WRITTEN PROBLEM 1:
Extract the stretch of the piece on CGI in fantasy films from "The lack of" through "look like anyone else’s.", word for word.
WRITTEN PROBLEM 2:
Continue the piece on CGI in fantasy films from where it stops.

READING PASSAGE:
————————
The lack of limitation (except time and money) and a new dedication to verisimilitude lead to a tightening of the lines that CGI colors within. If you want a dragon for your project (be it Harry Potter or Game of Thrones) you’ll get a dragon that looks like other dragons. It’ll be technically impressive, but they’re all going to look virtually the same because technicians are attempting to ape what we generally think of when we imagine a dragon.

If Gilliam created a dragon, you can bet it wouldn’t look like anyone else’s.

Which is something to consider. It’s one thing to say that CGI has regressed to a mean, but it’s also important to note that putting up one of a dozen CGI battle spectacles against the mind of Terry Gilliam isn’t a fair fight. Modern action movies aren’t supposed to be bizarre, but even movies like Oz The Great and Powerful, which are meant to showcase vibrant imaginations, tend to showcase the boundaries of those imagined worlds instead. Everything in that movie is still polished and covered (arguably neutered) by the necessities of CGI.

Matt Singer also echoed this idea after seeing The Amazing Spider-Man 2.

Even as a Spidey apologist, it was hard to argue. Amazing Spider-Man 2 might be the most beautiful Spider-Man, but it also stands a good chance of being completely forgotten, because it looks incredible, but not special. Even if it wasn’t the fifth major Spider-Man film in less than 15 years, it would still be the second massive superhero extravaganza in a month (after Captain America: The Winter Soldier, which crashed a flying aircraft carrier into Washington D.C. ) and one of four coming this summer, including X-Men Days Of Future Past (starring mutant-hunting future robots) and Guardians Of The Galaxy (featuring talking raccoons and sentient trees). There are also blockbusters about giant fighting dinosaurs, a Greek demigod, mutant ninja turtles, and armies of apes. These days, once-in-a-lifetime visuals are more like once-a-week occurrences, and it seems like Hollywood produces more “extraordinary” movies than ordinary ones.

It’s not like there are a ton of Gilliams and Jim Hensons and Guillermo del Toros, but it feels more and more like the CGI rise in the 1990s hobbled the DIY, patchwork power of practical fantasy.
————————
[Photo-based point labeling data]
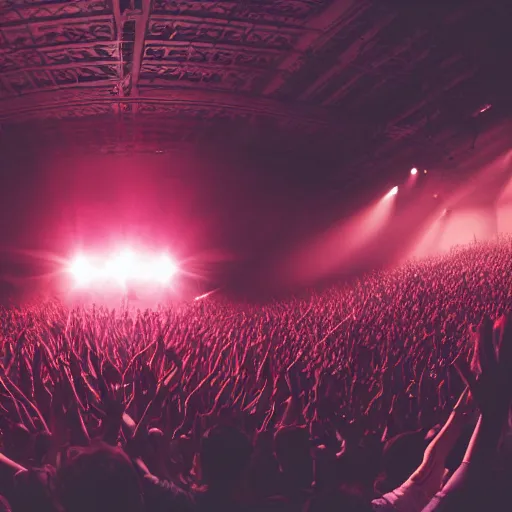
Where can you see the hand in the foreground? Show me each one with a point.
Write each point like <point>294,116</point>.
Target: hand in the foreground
<point>491,380</point>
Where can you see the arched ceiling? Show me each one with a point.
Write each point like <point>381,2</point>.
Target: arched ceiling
<point>363,77</point>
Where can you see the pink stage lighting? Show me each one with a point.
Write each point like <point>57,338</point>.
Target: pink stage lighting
<point>122,268</point>
<point>392,192</point>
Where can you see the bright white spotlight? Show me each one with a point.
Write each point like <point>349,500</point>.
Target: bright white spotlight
<point>122,268</point>
<point>392,192</point>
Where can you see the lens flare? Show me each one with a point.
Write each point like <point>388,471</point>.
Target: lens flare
<point>392,192</point>
<point>125,267</point>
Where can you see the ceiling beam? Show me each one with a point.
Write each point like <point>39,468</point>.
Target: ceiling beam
<point>141,23</point>
<point>318,28</point>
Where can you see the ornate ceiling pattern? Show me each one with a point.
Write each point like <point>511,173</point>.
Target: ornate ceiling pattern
<point>366,73</point>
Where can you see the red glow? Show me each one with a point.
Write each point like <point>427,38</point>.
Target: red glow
<point>122,268</point>
<point>392,192</point>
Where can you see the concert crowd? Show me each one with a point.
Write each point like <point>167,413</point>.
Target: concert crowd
<point>389,393</point>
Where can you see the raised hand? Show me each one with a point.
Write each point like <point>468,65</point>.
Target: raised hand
<point>490,381</point>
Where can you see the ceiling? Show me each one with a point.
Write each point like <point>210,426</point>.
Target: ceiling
<point>359,78</point>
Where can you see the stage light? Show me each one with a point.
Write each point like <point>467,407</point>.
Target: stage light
<point>82,270</point>
<point>392,192</point>
<point>122,268</point>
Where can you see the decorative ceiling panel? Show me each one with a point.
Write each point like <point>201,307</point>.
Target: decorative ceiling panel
<point>358,71</point>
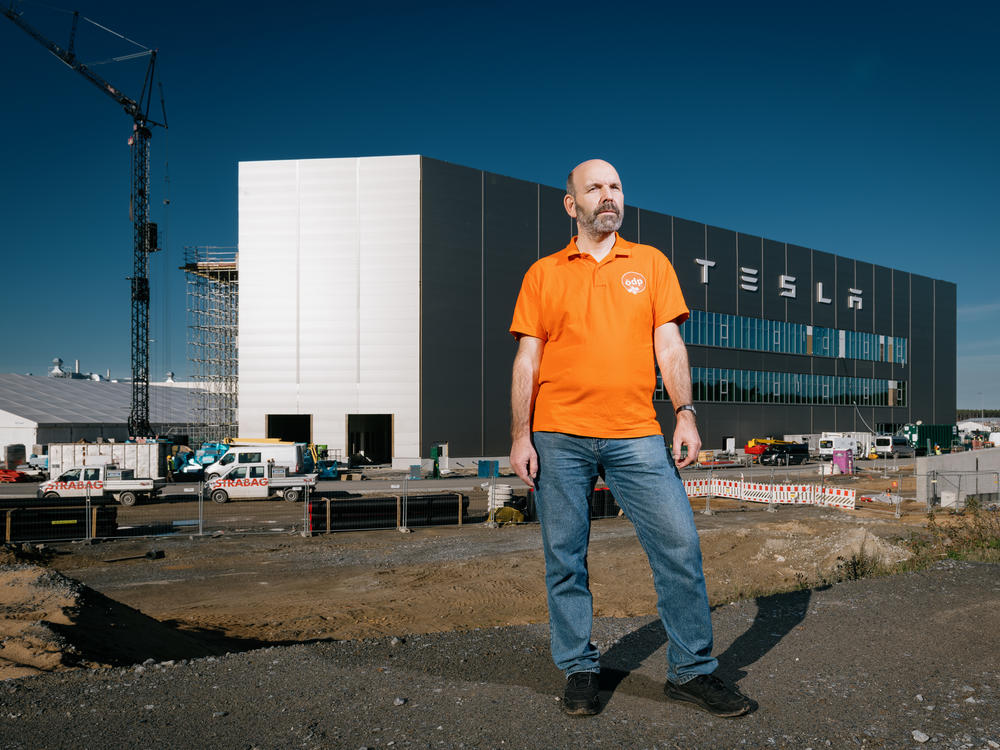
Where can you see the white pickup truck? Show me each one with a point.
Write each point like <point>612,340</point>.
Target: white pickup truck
<point>94,481</point>
<point>258,481</point>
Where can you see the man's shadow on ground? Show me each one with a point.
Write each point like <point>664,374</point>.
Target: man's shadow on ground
<point>777,615</point>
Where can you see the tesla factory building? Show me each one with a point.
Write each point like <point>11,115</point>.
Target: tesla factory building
<point>376,295</point>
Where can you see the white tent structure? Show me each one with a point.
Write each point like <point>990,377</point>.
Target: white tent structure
<point>37,410</point>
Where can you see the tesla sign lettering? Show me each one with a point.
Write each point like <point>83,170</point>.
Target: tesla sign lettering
<point>750,281</point>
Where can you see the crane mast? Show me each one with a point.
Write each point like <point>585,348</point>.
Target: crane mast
<point>144,234</point>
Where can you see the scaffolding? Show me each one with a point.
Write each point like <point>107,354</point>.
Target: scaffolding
<point>212,306</point>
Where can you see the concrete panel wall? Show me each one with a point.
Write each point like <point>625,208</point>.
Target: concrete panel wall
<point>329,268</point>
<point>951,478</point>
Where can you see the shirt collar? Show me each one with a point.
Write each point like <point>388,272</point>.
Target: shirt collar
<point>621,249</point>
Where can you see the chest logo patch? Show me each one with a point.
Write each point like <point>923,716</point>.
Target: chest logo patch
<point>634,282</point>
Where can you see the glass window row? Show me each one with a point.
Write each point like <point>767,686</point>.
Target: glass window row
<point>756,334</point>
<point>721,385</point>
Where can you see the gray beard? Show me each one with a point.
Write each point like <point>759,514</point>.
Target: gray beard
<point>600,225</point>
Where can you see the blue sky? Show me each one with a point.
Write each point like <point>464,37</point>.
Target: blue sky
<point>863,129</point>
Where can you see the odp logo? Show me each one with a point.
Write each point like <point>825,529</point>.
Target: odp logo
<point>634,282</point>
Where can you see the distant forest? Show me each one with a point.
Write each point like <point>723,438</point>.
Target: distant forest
<point>963,414</point>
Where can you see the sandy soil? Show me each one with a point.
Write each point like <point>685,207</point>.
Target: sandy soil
<point>76,605</point>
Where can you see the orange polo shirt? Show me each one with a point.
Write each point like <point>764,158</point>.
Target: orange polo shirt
<point>597,371</point>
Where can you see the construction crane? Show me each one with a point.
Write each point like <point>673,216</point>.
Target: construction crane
<point>144,232</point>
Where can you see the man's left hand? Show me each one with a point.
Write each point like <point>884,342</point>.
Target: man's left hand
<point>686,433</point>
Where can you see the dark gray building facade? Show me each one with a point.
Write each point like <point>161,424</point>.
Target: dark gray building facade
<point>782,339</point>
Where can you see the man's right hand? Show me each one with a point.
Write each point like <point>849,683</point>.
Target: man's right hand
<point>524,460</point>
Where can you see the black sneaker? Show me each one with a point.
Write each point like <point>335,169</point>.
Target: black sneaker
<point>580,696</point>
<point>712,694</point>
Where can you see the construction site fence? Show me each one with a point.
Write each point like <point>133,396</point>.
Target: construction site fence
<point>190,511</point>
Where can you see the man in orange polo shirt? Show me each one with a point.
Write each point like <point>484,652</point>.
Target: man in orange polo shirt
<point>592,321</point>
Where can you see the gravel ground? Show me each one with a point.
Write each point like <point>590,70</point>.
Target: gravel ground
<point>901,662</point>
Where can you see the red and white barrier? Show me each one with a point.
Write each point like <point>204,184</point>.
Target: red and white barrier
<point>786,494</point>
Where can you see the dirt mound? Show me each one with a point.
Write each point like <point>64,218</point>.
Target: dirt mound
<point>52,622</point>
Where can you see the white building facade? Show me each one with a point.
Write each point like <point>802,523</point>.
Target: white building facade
<point>329,266</point>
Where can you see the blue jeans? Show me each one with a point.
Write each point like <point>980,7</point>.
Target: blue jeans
<point>646,485</point>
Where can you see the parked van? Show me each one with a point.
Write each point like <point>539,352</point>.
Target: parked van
<point>893,446</point>
<point>785,454</point>
<point>289,455</point>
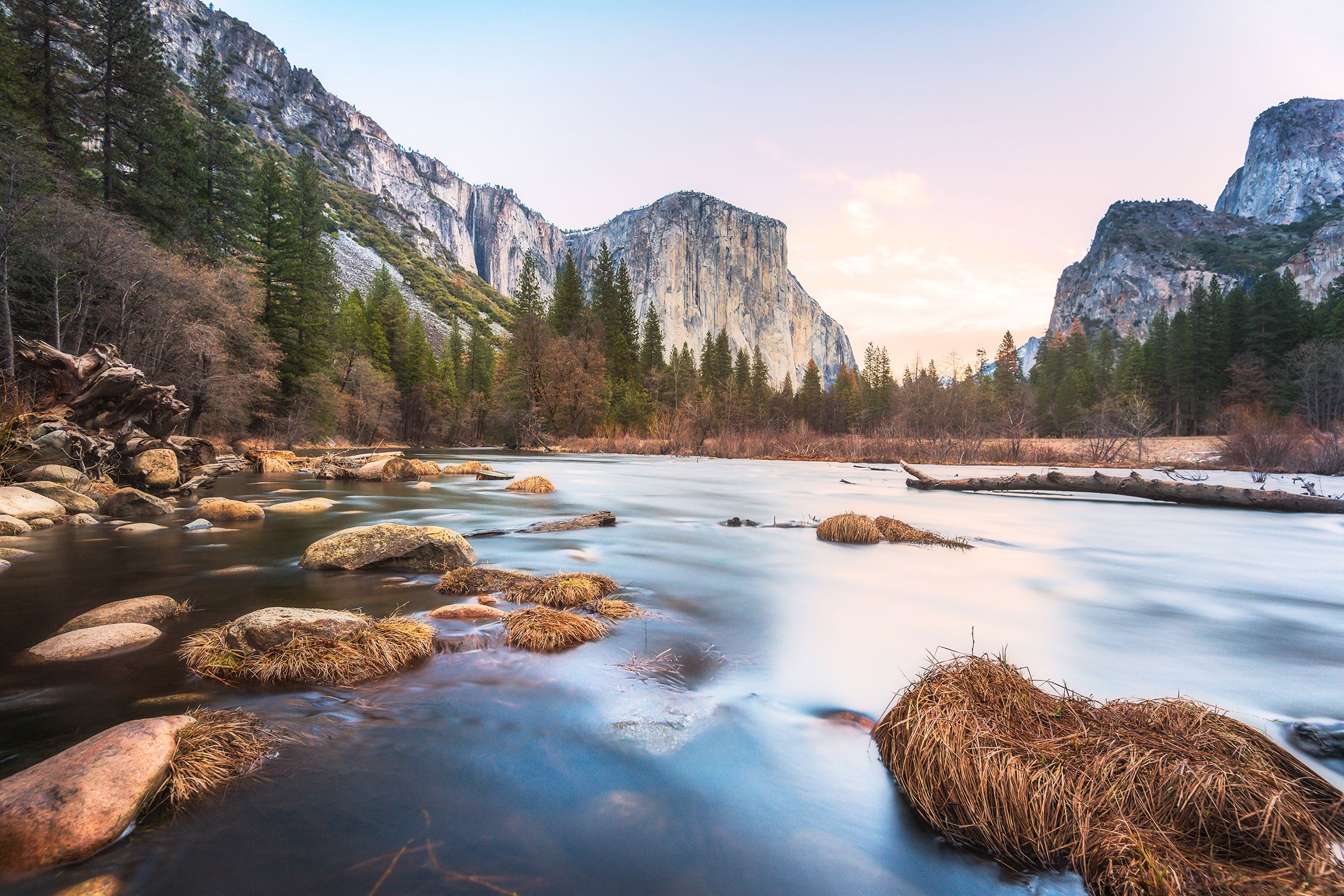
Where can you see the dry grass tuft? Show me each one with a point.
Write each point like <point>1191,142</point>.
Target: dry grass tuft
<point>481,581</point>
<point>1142,798</point>
<point>613,609</point>
<point>850,528</point>
<point>221,746</point>
<point>388,645</point>
<point>906,533</point>
<point>534,484</point>
<point>562,590</point>
<point>545,630</point>
<point>463,469</point>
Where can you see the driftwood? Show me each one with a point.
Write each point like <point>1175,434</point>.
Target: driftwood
<point>1133,485</point>
<point>588,521</point>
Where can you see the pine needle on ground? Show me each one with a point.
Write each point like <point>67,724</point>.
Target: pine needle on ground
<point>388,645</point>
<point>1142,798</point>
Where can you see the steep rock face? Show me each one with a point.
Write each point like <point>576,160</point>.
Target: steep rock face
<point>1294,163</point>
<point>705,266</point>
<point>716,266</point>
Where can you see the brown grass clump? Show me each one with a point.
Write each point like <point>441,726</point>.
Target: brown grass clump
<point>463,469</point>
<point>613,609</point>
<point>562,590</point>
<point>219,746</point>
<point>850,528</point>
<point>545,630</point>
<point>481,581</point>
<point>388,645</point>
<point>1142,798</point>
<point>906,533</point>
<point>534,484</point>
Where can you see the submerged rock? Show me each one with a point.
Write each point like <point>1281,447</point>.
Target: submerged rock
<point>23,504</point>
<point>151,609</point>
<point>228,511</point>
<point>273,627</point>
<point>135,503</point>
<point>90,644</point>
<point>305,505</point>
<point>390,546</point>
<point>69,499</point>
<point>84,798</point>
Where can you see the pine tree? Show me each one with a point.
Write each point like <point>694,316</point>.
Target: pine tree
<point>567,299</point>
<point>219,159</point>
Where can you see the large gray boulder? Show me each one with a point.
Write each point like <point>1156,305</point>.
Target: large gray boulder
<point>23,504</point>
<point>69,499</point>
<point>157,468</point>
<point>77,802</point>
<point>273,627</point>
<point>57,473</point>
<point>135,503</point>
<point>90,644</point>
<point>390,546</point>
<point>148,610</point>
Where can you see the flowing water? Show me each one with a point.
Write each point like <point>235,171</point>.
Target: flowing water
<point>714,771</point>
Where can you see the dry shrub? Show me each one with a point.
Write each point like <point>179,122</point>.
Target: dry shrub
<point>534,484</point>
<point>613,609</point>
<point>481,581</point>
<point>463,469</point>
<point>906,533</point>
<point>1142,798</point>
<point>388,645</point>
<point>850,528</point>
<point>219,746</point>
<point>545,630</point>
<point>562,590</point>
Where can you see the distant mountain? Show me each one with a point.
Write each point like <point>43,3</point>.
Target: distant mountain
<point>698,261</point>
<point>1280,211</point>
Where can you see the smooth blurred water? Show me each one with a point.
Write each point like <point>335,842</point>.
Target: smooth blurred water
<point>567,774</point>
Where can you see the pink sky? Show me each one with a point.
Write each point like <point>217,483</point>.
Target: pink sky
<point>937,164</point>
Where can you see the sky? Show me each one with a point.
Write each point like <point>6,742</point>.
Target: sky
<point>937,164</point>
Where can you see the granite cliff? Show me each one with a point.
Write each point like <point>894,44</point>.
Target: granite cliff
<point>701,262</point>
<point>1280,211</point>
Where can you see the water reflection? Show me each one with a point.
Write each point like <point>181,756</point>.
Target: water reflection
<point>710,771</point>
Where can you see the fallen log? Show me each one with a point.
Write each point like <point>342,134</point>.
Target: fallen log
<point>1135,487</point>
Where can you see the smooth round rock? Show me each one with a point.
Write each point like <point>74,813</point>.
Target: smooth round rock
<point>23,504</point>
<point>228,511</point>
<point>92,644</point>
<point>81,800</point>
<point>390,546</point>
<point>135,503</point>
<point>151,609</point>
<point>467,612</point>
<point>305,505</point>
<point>157,468</point>
<point>273,627</point>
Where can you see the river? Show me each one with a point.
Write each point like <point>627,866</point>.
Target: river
<point>717,773</point>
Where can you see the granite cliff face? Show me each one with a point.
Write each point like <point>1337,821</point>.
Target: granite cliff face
<point>1294,163</point>
<point>1280,211</point>
<point>703,263</point>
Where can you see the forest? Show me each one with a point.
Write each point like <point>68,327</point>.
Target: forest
<point>143,213</point>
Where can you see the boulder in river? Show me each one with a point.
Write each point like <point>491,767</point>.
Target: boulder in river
<point>69,499</point>
<point>157,469</point>
<point>228,511</point>
<point>135,503</point>
<point>56,473</point>
<point>90,644</point>
<point>84,798</point>
<point>23,504</point>
<point>13,526</point>
<point>390,546</point>
<point>148,610</point>
<point>305,505</point>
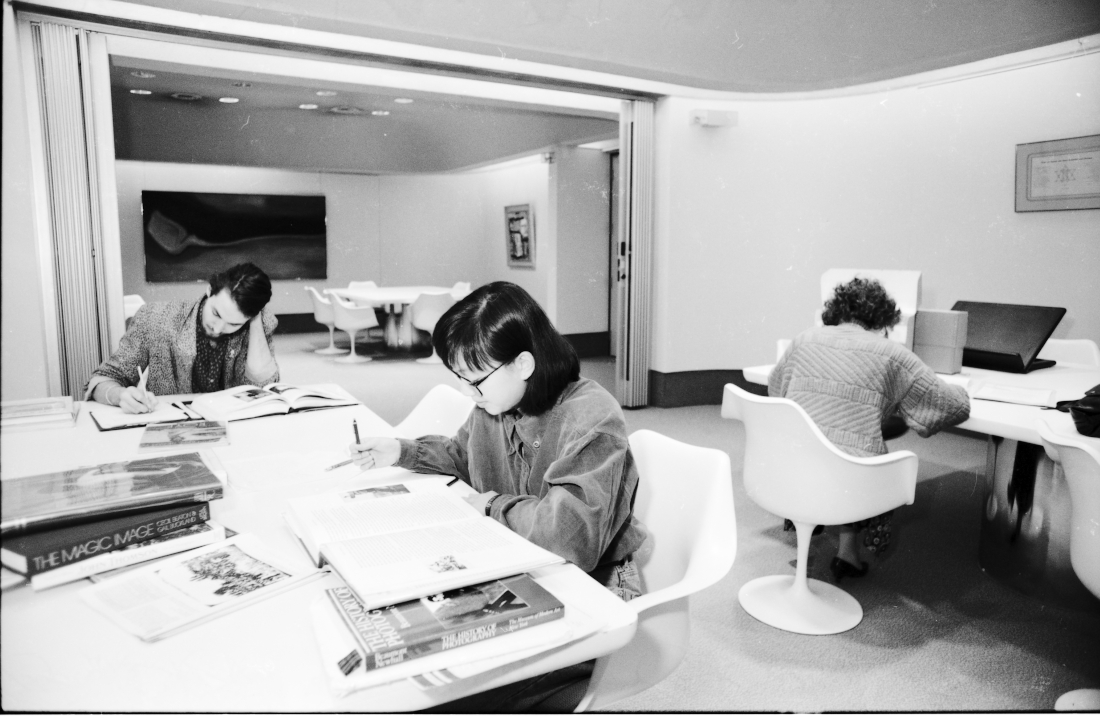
————————
RESPONSE 1:
The lack of limitation (except time and money) and a new dedication to verisimilitude lead to a tightening of the lines that CGI colors within. If you want a dragon for your project (be it Harry Potter or Game of Thrones) you’ll get a dragon that looks like other dragons. It’ll be technically impressive, but they’re all going to look virtually the same because technicians are attempting to ape what we generally think of when we imagine a dragon.

If Gilliam created a dragon, you can bet it wouldn’t look like anyone else’s.

RESPONSE 2:
CGI is a tool, but it used to be a hollow buzz word like “classic” or “stylized.” The kind of word people used as shorthand to mean anything, but now it’s begun representing a limited scope. We have a more specific vision for what it means when we talk about “CGI Style.” Meanwhile, Gilliam made Time Bandits for an unthinkable $13m (inflation adjusted), but it’s exactly that fiscal tight spot that inspired some of the phenomenal imagery crafted by Gilliam, production designer Milly Burns and art director Norman Garwood. With pennies on the dollar, they built time holes, a kid’s bedroom that extended for miles, a giant with a ship on his head, a mountain-top castle behind a shattered reality, a raucous party in ancient Greece and a lot more. They split a roasted cow in half and let fruits of every color pour out. They stole a scrap heap of gold from the emperor of France.

That need to cobble things together doesn’t exist with CGI. With everything built from the void of digital space, artists can grab whatever they need from thin air (and build it through back-breaking, soul-aching effort). They don’t have to visit the junkyard and attempt to find the ingredients for a Minotaur head.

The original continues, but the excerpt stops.